Text for analysis »
* * *

Fresh figures are expected to show net migration reached record levels last year as Labour accused the Government of making a mess on immigration and the Prime Minister claimed the Opposition have “absolutely no ideas” on the subject.
The Office for National Statistics will publish data on Thursday for the year ending December 2022.
Analysis by the Centre for Policy Studies forecasts net migration could have hit between 700,000 and 997,000 in that period.
Those figures are substantially higher than the 226,000 level when the 2019 Conservative Party manifesto promised that “overall numbers will come down” following the introduction of post-Brexit border controls.
Rishi Sunak has promised action to bring down net migration, telling reporters on a recent trip to Japan that he wanted to be “crystal clear” with the public that the “numbers are too high” and he wants to “bring them down”.
The latest available figures showed levels are already at a record high.
Total net migration – the difference between the number of people moving to the UK and the number leaving the country – in the 12 months to June 2022 stood at an estimated 504,000.
This was up sharply from 173,000 in the year to June 2021.
The rise was driven by a series of “unprecedented world events”, according to the ONS, including the war in Ukraine, the end of Covid-19 lockdown restrictions, the resettlement of Afghan refugees, the new visa route for British nationals from Hong Kong and students arriving from outside the European Union.
On Tuesday, as part of attempts to attempts to curb net migration, the Government announced that overseas students will be banned from bringing dependants to the UK from January 2024.

* * *

Data extract »
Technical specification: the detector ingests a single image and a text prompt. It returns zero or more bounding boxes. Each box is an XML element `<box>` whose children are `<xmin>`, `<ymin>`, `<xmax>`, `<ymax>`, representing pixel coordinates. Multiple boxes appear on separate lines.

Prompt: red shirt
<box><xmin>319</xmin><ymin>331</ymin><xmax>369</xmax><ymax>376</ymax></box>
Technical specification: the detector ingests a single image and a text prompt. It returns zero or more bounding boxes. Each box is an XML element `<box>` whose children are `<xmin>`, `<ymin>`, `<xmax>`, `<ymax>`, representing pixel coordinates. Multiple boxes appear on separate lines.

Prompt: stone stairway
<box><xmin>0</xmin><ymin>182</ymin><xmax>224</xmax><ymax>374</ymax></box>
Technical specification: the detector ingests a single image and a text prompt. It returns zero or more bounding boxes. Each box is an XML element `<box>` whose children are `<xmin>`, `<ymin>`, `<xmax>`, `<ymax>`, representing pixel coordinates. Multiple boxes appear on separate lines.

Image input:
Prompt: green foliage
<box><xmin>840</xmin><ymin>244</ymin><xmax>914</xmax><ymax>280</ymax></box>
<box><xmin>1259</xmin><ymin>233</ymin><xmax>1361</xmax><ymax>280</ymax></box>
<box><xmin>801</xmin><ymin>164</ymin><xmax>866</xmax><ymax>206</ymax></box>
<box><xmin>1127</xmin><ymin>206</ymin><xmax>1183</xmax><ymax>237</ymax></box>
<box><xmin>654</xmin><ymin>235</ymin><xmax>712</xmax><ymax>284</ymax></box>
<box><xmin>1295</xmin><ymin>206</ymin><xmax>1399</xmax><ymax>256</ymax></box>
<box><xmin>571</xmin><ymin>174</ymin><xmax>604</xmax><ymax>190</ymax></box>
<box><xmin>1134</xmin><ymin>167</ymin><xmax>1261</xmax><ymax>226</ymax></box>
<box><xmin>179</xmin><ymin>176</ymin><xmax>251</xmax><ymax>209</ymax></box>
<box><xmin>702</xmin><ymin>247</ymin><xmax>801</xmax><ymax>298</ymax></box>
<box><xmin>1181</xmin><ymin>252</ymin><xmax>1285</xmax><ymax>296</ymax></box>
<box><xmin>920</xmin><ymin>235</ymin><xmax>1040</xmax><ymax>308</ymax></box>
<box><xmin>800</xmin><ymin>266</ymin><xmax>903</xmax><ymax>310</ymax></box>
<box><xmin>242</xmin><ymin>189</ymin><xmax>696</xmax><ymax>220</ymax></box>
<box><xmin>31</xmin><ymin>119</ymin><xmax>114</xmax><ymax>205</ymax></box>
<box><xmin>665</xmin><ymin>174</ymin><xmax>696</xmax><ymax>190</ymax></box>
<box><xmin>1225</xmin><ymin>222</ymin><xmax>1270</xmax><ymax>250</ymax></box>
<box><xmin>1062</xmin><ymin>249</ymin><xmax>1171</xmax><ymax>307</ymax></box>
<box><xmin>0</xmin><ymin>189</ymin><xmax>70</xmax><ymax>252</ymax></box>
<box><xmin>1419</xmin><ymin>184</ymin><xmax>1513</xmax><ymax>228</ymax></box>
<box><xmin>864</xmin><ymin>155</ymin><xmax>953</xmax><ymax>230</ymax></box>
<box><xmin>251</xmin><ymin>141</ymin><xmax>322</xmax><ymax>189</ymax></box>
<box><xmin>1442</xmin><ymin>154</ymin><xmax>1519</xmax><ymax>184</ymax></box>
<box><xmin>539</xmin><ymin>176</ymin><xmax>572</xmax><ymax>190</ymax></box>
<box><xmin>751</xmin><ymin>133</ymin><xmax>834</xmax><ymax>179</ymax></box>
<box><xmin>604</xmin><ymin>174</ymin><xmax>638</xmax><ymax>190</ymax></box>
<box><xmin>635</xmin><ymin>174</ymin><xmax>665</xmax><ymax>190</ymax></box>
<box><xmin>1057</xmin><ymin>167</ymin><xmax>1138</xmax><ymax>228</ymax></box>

* * *

Questions to answer »
A) In the article on UK net migration, what was the estimated total net migration in the 12 months to June 2022?
B) Continue the article on UK net migration from where it stops.

Per-task answers »
A) An estimated 504,000.

B)
The change will not apply to those on postgraduate research programmes.
Mr Sunak said it was the “biggest-ever single measure to tackle legal migration, removing the right for international students to bring dependants, toughening the rules on post-study work, and reviewing maintenance requirements”.
Meanwhile, Labour has unveiled immigration plans under which businesses would be stopped from easing staff shortages by hiring cheaper overseas workers.
During Prime Minister’s Questions, Sir Keir Starmer told the Commons: “The Prime Minister stood on three Tory manifestos, each one promised to reduce immigration. Each promise broken.
“This mess on immigration reveals a Tory Party with no ambition for working people and no ambition for Britain, just the same old failed ideas – low wages and high tax.”
Mr Sunak questioned Labour’s contribution, saying: “There are absolutely no ideas … absolutely no semblance that there would be any control. Why? Because he believes in an open-door migration policy.”